[SOURCE DATA — start]
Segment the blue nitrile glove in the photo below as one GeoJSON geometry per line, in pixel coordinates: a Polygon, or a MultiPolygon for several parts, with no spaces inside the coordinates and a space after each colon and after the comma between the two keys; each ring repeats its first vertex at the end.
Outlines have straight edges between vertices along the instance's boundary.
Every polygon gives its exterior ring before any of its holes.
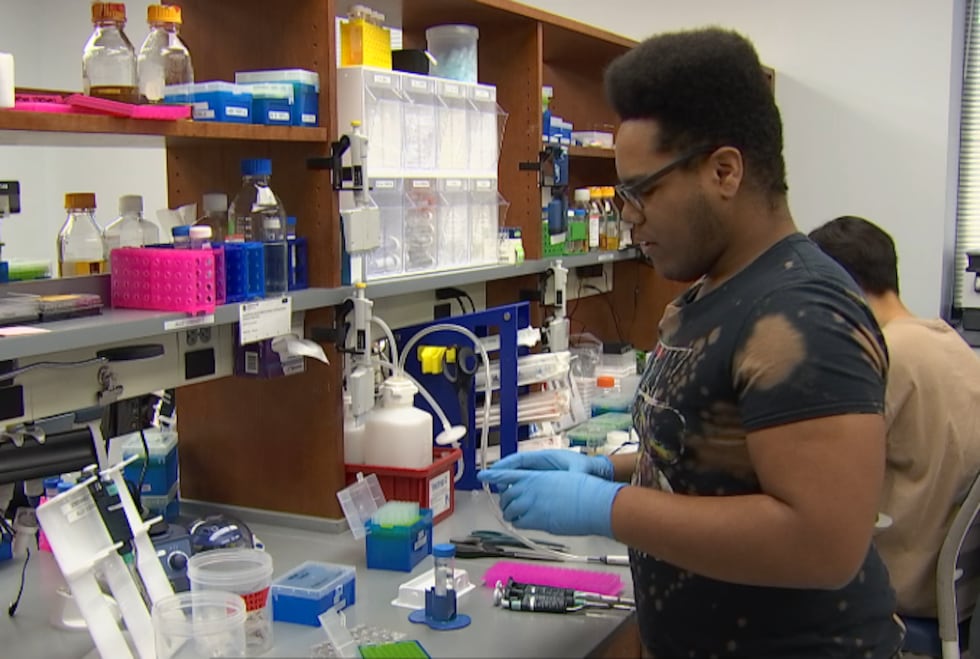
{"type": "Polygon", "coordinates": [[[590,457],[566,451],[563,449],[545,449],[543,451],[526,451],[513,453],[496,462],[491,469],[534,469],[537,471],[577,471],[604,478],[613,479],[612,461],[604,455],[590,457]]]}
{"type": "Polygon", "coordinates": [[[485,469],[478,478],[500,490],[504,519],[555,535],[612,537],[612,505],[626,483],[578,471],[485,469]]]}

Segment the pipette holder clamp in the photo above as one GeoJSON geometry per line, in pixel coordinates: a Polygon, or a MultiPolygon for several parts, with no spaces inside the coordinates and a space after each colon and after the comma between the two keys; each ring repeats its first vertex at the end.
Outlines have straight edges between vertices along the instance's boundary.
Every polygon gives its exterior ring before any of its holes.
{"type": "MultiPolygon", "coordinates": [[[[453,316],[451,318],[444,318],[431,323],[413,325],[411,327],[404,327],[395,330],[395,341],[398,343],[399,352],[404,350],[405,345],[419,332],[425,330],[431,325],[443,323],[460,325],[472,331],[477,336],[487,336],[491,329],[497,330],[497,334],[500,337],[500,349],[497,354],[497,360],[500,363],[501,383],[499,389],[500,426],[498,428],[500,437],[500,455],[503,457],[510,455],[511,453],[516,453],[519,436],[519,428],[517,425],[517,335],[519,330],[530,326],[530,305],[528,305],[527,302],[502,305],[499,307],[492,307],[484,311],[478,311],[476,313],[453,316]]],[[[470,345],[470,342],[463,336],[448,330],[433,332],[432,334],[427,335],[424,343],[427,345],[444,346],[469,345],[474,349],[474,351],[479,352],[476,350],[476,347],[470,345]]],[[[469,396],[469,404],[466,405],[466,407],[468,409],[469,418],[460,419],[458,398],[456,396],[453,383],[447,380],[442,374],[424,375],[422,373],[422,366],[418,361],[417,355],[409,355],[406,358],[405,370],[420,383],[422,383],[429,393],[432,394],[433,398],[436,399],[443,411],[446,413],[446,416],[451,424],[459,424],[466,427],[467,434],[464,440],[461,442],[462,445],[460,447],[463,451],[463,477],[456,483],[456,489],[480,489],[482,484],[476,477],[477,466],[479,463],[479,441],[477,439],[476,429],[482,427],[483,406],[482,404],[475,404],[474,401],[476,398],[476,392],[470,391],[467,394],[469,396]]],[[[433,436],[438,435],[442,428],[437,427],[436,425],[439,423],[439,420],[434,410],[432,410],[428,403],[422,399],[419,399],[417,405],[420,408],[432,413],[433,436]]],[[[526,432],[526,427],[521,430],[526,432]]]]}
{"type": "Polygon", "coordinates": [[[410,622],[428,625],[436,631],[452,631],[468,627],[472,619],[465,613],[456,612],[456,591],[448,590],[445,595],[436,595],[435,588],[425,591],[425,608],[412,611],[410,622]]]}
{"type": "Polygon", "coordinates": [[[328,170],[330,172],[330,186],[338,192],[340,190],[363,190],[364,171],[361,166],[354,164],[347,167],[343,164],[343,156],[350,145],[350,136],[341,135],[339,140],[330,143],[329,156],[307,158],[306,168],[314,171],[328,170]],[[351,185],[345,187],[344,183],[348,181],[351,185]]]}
[SOURCE DATA — finish]
Word for word, reproduce all of the entries above and omit the pictures.

Segment the blue nitrile glove in the photo below as one GeoJSON geometry per line, in pixel coordinates: a Polygon, or a MultiPolygon for several parts, with no spaces inside the coordinates and a space after each colon and after the comma between the two keys; each ring repeats its first vertex at the end.
Outlines have straight edges between vertices along the instance's boundary.
Every polygon gives its exterior ring before any of its holes.
{"type": "Polygon", "coordinates": [[[590,457],[566,451],[563,449],[545,449],[543,451],[526,451],[513,453],[496,462],[491,469],[534,469],[537,471],[577,471],[604,478],[613,479],[612,461],[604,455],[590,457]]]}
{"type": "Polygon", "coordinates": [[[485,469],[478,478],[500,490],[504,519],[555,535],[612,537],[612,505],[626,483],[578,471],[485,469]]]}

Segment the pipette holder clamp in the photo above as one GeoJSON geometry per line, in pixel coordinates: a Polygon, or a MultiPolygon for several parts, with no spaces inside the coordinates and a space after each colon and after the comma between the two keys; each ring repeats its first vertex at the end.
Outlines have straight edges between vertices along the instance's boundary.
Every polygon gives its exterior ring before any of its holes.
{"type": "MultiPolygon", "coordinates": [[[[453,316],[451,318],[444,318],[431,323],[413,325],[411,327],[404,327],[395,330],[395,341],[398,343],[399,352],[404,350],[405,345],[419,332],[425,330],[431,325],[443,323],[460,325],[472,331],[477,336],[487,336],[491,329],[497,330],[497,334],[500,337],[500,349],[497,354],[497,360],[500,363],[501,383],[499,389],[500,426],[498,428],[500,437],[500,455],[503,457],[510,455],[511,453],[516,453],[519,436],[519,428],[517,425],[517,335],[519,330],[530,326],[530,305],[528,305],[527,302],[502,305],[499,307],[492,307],[484,311],[478,311],[476,313],[453,316]]],[[[470,345],[470,342],[463,336],[448,330],[433,332],[432,334],[427,335],[424,343],[427,345],[444,346],[469,345],[474,349],[474,351],[479,352],[476,350],[476,347],[470,345]]],[[[469,396],[469,404],[466,405],[466,407],[468,409],[469,418],[460,419],[458,398],[456,396],[453,383],[447,380],[442,374],[424,375],[422,373],[422,366],[418,361],[417,355],[409,355],[406,358],[405,370],[420,383],[422,383],[429,393],[432,394],[433,398],[436,399],[443,411],[446,413],[446,416],[451,424],[459,424],[466,427],[467,434],[464,440],[461,442],[462,445],[460,447],[463,451],[463,477],[456,483],[456,489],[480,489],[482,484],[476,477],[477,466],[479,463],[479,441],[477,439],[476,429],[482,427],[483,406],[482,404],[475,404],[474,401],[476,398],[476,392],[470,391],[467,394],[469,396]]],[[[433,436],[438,435],[442,428],[437,427],[436,425],[439,423],[439,420],[434,410],[432,410],[428,403],[422,399],[419,399],[417,405],[420,408],[432,413],[433,436]]],[[[526,432],[526,427],[521,430],[526,432]]]]}
{"type": "Polygon", "coordinates": [[[410,622],[428,625],[436,631],[452,631],[468,627],[472,619],[465,613],[456,612],[456,591],[448,590],[445,595],[436,595],[435,588],[425,591],[425,608],[412,611],[410,622]]]}
{"type": "Polygon", "coordinates": [[[328,170],[330,172],[330,186],[338,192],[340,190],[363,190],[364,171],[361,166],[354,164],[347,167],[343,164],[343,156],[350,145],[350,136],[341,135],[339,140],[330,143],[329,156],[307,158],[306,168],[314,171],[328,170]],[[351,185],[345,187],[344,183],[348,181],[351,185]]]}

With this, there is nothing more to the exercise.